DATA ENTRIES
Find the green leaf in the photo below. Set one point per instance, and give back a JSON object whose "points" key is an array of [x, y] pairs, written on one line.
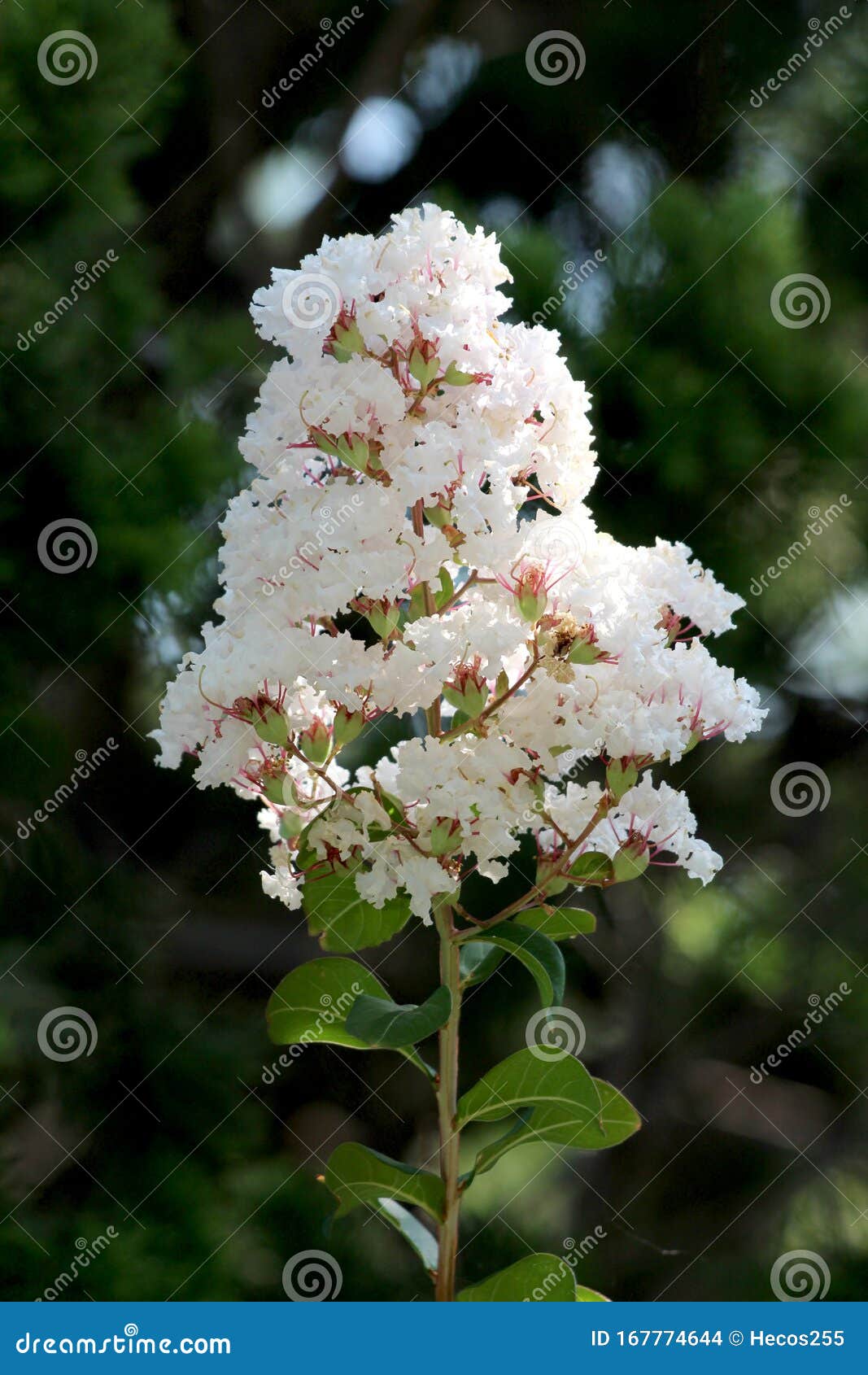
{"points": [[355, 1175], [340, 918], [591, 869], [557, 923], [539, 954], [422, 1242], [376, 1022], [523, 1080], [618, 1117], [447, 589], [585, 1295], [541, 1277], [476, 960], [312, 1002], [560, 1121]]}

--

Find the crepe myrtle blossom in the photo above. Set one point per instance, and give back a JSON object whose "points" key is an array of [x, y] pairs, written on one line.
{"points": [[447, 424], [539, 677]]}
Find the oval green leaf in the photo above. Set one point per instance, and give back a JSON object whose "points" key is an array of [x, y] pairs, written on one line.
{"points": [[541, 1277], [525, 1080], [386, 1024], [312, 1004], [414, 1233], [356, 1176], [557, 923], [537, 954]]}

==

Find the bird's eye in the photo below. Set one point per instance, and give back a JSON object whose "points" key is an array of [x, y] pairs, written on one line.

TASK PROMPT
Give only the number of lines in the records that contain the word "JSON".

REPLY
4